▸ **Stated problem**: Repeat only the lines from the one holding "the rear quarter" down to the last line of the listing below, including both of those lines.

▸ **Items**:
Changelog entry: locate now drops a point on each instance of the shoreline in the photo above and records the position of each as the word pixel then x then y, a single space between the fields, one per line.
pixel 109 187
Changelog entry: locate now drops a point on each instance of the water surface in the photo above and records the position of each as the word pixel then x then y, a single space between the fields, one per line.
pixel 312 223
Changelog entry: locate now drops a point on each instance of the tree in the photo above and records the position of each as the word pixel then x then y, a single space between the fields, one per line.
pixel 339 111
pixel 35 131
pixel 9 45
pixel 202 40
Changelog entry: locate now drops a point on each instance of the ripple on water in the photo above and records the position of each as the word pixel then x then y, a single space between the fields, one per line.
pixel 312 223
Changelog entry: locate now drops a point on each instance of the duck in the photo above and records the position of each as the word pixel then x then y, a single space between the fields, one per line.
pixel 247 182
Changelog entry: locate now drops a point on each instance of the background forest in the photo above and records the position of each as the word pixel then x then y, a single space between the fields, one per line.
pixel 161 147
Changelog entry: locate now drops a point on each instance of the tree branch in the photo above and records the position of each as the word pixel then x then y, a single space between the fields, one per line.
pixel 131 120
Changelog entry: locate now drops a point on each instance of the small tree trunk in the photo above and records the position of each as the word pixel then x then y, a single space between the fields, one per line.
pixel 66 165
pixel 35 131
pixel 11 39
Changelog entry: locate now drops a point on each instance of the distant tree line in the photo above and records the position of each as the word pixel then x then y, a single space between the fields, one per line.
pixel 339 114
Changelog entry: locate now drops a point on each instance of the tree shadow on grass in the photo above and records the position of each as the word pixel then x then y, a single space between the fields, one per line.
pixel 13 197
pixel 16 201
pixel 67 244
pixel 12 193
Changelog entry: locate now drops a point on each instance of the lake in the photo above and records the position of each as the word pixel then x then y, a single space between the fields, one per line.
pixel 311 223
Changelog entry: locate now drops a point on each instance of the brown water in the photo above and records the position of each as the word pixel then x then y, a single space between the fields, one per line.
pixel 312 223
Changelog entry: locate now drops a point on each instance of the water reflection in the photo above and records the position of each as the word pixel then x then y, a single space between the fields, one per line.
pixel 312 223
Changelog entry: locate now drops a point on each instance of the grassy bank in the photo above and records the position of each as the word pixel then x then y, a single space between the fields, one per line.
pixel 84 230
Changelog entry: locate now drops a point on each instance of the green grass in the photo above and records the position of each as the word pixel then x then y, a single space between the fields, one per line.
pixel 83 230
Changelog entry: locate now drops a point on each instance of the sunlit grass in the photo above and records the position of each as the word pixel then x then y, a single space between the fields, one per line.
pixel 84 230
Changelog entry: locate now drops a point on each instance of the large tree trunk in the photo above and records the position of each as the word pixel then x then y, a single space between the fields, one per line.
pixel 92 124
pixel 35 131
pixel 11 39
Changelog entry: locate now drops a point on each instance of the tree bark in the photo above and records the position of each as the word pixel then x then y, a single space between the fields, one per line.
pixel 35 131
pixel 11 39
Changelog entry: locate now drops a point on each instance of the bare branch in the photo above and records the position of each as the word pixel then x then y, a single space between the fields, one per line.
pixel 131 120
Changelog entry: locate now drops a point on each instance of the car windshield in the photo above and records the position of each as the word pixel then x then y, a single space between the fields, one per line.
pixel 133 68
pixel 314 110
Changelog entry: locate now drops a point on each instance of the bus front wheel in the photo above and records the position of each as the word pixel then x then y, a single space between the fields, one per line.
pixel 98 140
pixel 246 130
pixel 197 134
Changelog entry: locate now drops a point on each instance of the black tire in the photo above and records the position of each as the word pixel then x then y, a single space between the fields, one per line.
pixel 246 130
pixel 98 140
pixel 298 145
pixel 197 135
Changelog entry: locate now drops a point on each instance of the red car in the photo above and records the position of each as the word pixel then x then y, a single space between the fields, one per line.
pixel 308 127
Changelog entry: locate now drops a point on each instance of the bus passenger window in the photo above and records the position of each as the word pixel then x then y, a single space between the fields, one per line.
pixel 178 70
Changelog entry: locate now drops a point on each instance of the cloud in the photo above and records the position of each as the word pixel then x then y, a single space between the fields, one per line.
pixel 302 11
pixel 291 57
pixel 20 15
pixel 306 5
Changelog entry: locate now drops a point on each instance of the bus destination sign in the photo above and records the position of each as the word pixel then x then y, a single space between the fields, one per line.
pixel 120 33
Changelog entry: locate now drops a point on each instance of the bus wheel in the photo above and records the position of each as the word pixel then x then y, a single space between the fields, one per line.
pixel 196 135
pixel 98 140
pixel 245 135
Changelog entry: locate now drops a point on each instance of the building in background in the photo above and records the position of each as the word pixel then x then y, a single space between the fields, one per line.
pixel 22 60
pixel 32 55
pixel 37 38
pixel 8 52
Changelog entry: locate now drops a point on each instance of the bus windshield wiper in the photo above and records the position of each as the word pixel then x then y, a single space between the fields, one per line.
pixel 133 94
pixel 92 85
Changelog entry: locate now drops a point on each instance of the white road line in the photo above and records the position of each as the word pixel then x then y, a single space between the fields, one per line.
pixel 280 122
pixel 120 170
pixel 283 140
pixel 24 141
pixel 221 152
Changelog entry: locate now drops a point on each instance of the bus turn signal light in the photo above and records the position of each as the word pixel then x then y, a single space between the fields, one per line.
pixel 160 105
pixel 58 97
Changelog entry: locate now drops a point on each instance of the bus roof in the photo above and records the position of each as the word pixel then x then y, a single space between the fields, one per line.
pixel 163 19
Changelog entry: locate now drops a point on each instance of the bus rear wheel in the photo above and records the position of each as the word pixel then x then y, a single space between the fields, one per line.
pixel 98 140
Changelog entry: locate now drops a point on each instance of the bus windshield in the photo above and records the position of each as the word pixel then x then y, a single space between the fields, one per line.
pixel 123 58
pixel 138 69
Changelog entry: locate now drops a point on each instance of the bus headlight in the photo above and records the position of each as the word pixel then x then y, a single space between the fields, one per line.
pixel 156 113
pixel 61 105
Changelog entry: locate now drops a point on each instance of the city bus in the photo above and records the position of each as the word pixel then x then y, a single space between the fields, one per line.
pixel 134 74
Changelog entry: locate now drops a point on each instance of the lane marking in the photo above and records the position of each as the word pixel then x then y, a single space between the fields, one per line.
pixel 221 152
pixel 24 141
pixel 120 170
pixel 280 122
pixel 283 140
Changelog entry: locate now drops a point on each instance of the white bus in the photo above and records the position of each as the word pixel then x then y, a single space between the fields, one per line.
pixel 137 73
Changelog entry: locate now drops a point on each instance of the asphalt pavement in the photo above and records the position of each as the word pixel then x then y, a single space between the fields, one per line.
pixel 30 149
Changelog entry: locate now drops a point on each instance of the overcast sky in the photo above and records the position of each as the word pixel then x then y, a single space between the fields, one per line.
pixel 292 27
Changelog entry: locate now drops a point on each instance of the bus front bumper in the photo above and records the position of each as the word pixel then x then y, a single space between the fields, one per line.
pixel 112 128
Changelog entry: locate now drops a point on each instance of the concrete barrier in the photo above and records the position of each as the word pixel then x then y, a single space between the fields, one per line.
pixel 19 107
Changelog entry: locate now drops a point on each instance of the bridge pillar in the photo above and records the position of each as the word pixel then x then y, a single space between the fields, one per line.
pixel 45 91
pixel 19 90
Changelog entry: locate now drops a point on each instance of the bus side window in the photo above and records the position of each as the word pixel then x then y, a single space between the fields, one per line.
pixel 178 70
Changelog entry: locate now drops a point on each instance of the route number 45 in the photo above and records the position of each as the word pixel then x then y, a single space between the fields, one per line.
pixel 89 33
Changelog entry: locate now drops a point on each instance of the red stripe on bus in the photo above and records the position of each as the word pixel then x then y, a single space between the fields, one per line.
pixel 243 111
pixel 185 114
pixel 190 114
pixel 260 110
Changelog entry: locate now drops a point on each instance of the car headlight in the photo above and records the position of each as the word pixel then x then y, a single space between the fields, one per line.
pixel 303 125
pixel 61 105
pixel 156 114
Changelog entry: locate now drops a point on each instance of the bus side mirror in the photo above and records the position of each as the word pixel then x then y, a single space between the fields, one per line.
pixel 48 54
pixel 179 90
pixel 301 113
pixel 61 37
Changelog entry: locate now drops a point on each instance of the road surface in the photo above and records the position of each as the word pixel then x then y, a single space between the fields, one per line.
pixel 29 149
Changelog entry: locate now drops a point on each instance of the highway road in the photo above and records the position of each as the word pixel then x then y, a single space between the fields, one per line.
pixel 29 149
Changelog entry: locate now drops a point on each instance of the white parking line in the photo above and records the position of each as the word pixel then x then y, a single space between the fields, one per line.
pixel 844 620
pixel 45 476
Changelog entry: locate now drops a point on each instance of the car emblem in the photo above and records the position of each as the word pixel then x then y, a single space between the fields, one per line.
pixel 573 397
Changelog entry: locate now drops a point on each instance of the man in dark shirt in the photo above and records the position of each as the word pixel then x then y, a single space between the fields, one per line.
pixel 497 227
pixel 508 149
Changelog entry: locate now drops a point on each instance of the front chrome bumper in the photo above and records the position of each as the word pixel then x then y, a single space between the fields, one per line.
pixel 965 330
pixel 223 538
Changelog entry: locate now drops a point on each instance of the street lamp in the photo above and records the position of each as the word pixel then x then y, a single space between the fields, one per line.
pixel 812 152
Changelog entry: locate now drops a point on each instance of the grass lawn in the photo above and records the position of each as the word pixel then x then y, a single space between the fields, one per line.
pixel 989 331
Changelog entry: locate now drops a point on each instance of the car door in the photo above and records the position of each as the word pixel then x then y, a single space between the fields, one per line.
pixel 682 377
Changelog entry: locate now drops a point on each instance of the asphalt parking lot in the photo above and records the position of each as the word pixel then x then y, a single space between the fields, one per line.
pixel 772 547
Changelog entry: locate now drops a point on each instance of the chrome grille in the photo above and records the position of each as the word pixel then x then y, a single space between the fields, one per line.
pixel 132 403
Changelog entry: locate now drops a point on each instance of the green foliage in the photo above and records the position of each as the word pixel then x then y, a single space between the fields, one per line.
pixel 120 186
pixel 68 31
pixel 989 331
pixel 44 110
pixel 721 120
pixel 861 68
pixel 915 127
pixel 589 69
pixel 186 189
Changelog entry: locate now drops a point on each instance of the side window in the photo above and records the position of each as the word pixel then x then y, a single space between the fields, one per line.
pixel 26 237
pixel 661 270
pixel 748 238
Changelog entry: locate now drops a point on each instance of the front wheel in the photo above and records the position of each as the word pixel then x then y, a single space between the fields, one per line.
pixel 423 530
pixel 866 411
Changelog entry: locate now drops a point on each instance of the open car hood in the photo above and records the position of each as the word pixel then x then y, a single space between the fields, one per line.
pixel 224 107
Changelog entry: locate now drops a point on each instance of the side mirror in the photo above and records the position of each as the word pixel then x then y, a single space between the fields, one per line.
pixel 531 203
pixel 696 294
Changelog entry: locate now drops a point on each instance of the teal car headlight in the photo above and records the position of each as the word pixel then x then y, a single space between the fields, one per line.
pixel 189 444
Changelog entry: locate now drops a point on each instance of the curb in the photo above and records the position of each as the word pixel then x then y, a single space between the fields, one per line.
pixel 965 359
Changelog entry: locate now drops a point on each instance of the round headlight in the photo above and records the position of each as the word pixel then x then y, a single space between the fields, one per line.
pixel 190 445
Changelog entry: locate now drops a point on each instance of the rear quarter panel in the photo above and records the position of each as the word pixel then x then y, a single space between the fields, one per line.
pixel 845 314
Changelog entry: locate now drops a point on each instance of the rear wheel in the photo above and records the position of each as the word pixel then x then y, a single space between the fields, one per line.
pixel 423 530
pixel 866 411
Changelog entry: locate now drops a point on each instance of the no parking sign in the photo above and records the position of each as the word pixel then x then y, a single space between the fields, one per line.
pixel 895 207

▸ **Completed exercise**:
Changelog entry: locate now drops a point on each instance of the rear quarter panel in the photo above and records the position of each as the word pixel then x then y, a single space between the fields, one per line.
pixel 845 314
Changelog entry: locate now drops a point on each instance of the rear wheel in the photo above and records the position of each as the word pixel then x then y, a single space between the fields, one per line.
pixel 423 530
pixel 866 411
Changelog entry: locate now drops a point on each instance of the no parking sign in the photo above and records the position of each as the word pixel then x then y, a single space between the fields, one per line.
pixel 895 207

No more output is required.